**Given data**:
**********

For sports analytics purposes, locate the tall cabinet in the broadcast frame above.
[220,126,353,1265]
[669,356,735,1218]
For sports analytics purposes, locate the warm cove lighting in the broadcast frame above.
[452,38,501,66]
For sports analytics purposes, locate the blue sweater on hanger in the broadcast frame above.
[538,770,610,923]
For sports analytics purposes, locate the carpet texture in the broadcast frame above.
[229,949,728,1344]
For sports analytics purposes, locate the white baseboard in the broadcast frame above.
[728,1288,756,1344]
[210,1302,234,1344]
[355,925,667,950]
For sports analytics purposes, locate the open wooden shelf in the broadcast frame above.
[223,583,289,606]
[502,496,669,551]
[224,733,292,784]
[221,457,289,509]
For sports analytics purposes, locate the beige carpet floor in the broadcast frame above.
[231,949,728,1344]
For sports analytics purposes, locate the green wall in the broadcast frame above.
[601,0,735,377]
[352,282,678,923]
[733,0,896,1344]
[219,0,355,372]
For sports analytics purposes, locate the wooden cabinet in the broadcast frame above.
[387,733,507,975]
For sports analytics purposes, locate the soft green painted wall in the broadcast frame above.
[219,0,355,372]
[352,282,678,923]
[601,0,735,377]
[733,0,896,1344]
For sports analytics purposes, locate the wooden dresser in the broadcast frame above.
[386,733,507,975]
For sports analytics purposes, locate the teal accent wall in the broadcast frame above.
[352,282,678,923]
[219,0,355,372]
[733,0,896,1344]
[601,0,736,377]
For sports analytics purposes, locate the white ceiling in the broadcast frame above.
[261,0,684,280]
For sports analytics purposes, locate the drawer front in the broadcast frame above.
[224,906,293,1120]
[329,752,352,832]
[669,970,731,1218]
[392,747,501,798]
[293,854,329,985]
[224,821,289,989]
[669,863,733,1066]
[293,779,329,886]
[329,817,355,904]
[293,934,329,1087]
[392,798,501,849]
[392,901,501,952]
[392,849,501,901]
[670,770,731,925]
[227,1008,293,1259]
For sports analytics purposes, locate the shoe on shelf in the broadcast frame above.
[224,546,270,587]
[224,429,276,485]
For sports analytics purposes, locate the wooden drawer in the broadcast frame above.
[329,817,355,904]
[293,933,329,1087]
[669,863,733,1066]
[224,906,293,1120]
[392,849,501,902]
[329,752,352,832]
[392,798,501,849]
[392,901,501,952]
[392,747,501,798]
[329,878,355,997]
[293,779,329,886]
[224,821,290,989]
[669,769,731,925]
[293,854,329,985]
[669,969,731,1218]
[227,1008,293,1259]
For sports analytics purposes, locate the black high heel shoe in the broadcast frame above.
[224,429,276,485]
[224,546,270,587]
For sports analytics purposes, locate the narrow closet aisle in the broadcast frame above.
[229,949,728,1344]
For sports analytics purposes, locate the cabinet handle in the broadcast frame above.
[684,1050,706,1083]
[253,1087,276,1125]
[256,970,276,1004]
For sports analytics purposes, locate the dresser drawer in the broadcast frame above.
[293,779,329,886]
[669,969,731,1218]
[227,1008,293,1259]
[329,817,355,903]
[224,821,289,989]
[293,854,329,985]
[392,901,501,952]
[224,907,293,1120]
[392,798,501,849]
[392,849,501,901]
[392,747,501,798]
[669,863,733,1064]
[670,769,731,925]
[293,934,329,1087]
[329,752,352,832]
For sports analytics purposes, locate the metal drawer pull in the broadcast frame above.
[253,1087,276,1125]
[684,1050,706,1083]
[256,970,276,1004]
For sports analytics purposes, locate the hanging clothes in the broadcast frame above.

**********

**Instructions for the task**: Copy the material from the line containing "For sports analytics purposes, locate the wooden drawer" through the end, both ends included, and shift every box coordinate by -67 while keeping all other wording unchanged.

**Result of the task**:
For sports analytics purposes, locate the wooden drawer in the broadcast frame above.
[262,750,288,837]
[226,866,262,1020]
[602,796,666,999]
[157,839,226,1053]
[325,782,434,835]
[262,685,285,765]
[325,731,434,782]
[325,834,434,885]
[325,680,434,731]
[262,811,288,930]
[226,712,262,819]
[157,754,223,922]
[602,702,664,858]
[226,787,262,918]
[602,902,664,1151]
[160,941,226,1192]
For sports analytics purposes, locate the black high heel shoe in the broadcast frame above.
[157,362,209,418]
[157,479,203,520]
For sports analytics purposes, locate the narrow closet aisle in the broadcast frame above.
[162,882,661,1277]
For sports analytics purposes, locate the cabinet handle in the broadcast frame above.
[617,983,639,1016]
[186,1020,209,1058]
[189,903,209,937]
For sports analytics purposes, locate the dresser drawer in the broadcast frame above.
[226,712,262,819]
[602,902,664,1151]
[160,941,226,1192]
[262,750,288,836]
[157,754,222,922]
[226,787,262,918]
[325,834,434,885]
[157,840,226,1053]
[325,731,434,782]
[325,782,434,834]
[325,680,434,731]
[602,796,666,997]
[603,702,664,858]
[226,867,262,1020]
[262,685,285,765]
For sports analytics purposes, locate the metal drawer pull in the broadcast frame above.
[186,1020,209,1058]
[617,983,639,1016]
[189,903,209,937]
For sports analytics purposes, locate the hanging clothes in the broadcast frame above.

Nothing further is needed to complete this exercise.